### What the task asks:
Please retype every row below character for character.

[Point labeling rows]
+++

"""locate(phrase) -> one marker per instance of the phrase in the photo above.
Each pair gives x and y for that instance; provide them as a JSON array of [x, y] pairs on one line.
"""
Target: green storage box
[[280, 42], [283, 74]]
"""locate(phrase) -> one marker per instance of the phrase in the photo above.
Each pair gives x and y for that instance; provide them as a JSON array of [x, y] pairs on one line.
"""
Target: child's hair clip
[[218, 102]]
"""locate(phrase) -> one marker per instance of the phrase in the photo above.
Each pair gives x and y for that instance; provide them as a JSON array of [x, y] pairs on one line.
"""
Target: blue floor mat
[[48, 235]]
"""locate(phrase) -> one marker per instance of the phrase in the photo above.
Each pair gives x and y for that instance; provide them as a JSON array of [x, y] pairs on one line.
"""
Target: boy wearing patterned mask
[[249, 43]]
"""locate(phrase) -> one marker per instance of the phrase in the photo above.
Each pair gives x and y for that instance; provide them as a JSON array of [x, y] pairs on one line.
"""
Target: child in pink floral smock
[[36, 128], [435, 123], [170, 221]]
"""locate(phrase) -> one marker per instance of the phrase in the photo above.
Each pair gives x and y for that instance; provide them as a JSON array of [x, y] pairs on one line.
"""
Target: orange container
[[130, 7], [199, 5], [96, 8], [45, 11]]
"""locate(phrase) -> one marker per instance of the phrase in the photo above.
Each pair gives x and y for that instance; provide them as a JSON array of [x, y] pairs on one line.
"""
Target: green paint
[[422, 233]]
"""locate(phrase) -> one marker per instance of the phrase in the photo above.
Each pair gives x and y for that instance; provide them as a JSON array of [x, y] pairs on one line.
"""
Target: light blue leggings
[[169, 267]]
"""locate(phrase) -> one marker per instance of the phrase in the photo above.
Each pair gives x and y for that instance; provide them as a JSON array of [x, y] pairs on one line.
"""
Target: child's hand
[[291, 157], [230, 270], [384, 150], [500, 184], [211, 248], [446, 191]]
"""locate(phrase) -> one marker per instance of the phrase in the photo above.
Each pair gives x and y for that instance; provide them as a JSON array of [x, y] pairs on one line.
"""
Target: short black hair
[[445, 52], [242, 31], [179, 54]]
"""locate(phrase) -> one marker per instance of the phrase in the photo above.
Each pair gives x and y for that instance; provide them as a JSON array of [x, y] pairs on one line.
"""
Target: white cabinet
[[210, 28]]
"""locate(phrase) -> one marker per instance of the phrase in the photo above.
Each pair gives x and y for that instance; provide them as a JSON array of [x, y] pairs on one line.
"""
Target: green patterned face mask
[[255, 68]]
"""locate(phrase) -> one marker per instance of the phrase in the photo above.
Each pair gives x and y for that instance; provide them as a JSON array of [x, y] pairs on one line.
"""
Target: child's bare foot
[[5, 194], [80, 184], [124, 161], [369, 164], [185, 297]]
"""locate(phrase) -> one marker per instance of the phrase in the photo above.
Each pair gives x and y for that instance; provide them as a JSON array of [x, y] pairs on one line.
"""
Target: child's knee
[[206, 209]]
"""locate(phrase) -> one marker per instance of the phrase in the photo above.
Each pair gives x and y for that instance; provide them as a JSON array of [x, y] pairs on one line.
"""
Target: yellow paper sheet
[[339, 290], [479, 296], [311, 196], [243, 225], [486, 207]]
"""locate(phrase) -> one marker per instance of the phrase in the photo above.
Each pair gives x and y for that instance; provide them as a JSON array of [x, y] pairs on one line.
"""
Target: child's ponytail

+++

### Answer below:
"""locate(phrase) -> one marker per instance of the phrase in the photo above.
Each pair gives x and y for that instance; provide them as a JSON array of [x, y] pairs on one line.
"""
Target: green storage box
[[280, 42], [283, 74]]
"""locate(phrase) -> one marker per instance of the phrase in the photo above.
Each pair gives x and y for that instance; provide them as a JSON array of [x, y] pairs on one line.
"""
Target: child's hair clip
[[218, 102]]
"""locate(phrase) -> one marker per instance of the phrase in the photo above.
Each pair gives x and y for that instance; provide them as a JSON array of [x, y] pairs on one line.
"""
Target: blue floor mat
[[48, 235]]
"""locate(phrase) -> one marker per instance of the phrase in the photo above.
Each pair gives x and y for that instance; provide them as a JSON array of [x, y] pairs on one line.
"""
Target: boy wearing patterned mask
[[249, 43]]
"""locate(phrase) -> one marker per instance of the phrase in the photo above.
Each pair gives x and y for that instance; provide them as a JSON array of [x, y] pairs on one line.
"""
Target: child in pink floral smock
[[36, 128], [435, 123], [170, 221]]
"""locate(phrase) -> one marker per instance of the phrase in the photo above.
Each pair gives x and y for that instance; provide them as a JSON array of [x, y] pairs on one line.
"""
Target: orange container
[[130, 7], [199, 5], [96, 8], [45, 11]]
"""locate(phrase) -> one marker per instance of the phrase in the photo above.
Each pair gives x and y for that instance; provide them as a JSON array of [x, y] pairs on one line.
"""
Target: green paint
[[422, 233]]
"""locate(phrase) -> one marker per instance of the phrase in the photo above.
Each pair gives x and y for that instance; provide them as a JSON array of [x, y] pairs on one line.
"""
Target: light blue leggings
[[169, 267]]
"""locate(phrase) -> one marker per instance of the phrase in the photo above.
Each pair gives x and y for that instance; provide them as a JSON array of [x, y] pairs on one line.
"""
Target: child's hand
[[291, 157], [230, 270], [384, 150], [500, 184], [211, 248], [446, 191]]
"""locate(phrase) -> one marker per instance of the phrase in the photo above.
Each pair gives x and y for that instance; provide them as a JSON array of [x, y] pairs on one line.
"""
Target: short black hair
[[445, 52], [242, 31], [179, 54]]
"""locate(phrase) -> one marker per instance of the phrase in the photo above.
Each pair gives x and y for that instance; provide them as a JSON array of [x, y] pairs on one line.
"""
Target: white cabinet
[[210, 28]]
"""locate(phrase) -> one marker per instance of the phrase in the photo above.
Each pair gives x and y for that instance; provide them as a JSON array of [x, y] pairs on one line.
"""
Target: green patterned face mask
[[255, 68]]
"""locate(phrase) -> one marker per instance of the phrase in the photo above.
Each pair gives x and y for that instance; provide them as a JSON array of [x, y] pairs on one line.
"""
Target: child's bare foot
[[5, 194], [80, 184], [124, 161], [369, 164], [185, 297]]
"""locate(phrase) -> one marker per instance of the phrase in the photo above.
Each pair gives x and y for that instance; provide them as a JSON array of [x, y] pairs on one line.
"""
Target: child's knee
[[206, 209]]
"""locate(phrase) -> one marker per instance of the phrase in the photo above.
Each pair gives x and y for that instance; provide them as a JSON array of [x, y] pairs on one line.
"""
Target: yellow paper sheet
[[339, 290], [479, 296], [311, 196], [243, 225], [486, 207]]
"""locate(phrase) -> one marker per instance of the phrase in the photo above.
Each pair gives x and y for that instance; provide them as a JSON array of [x, y] pairs on one line.
"""
Target: child's ponytail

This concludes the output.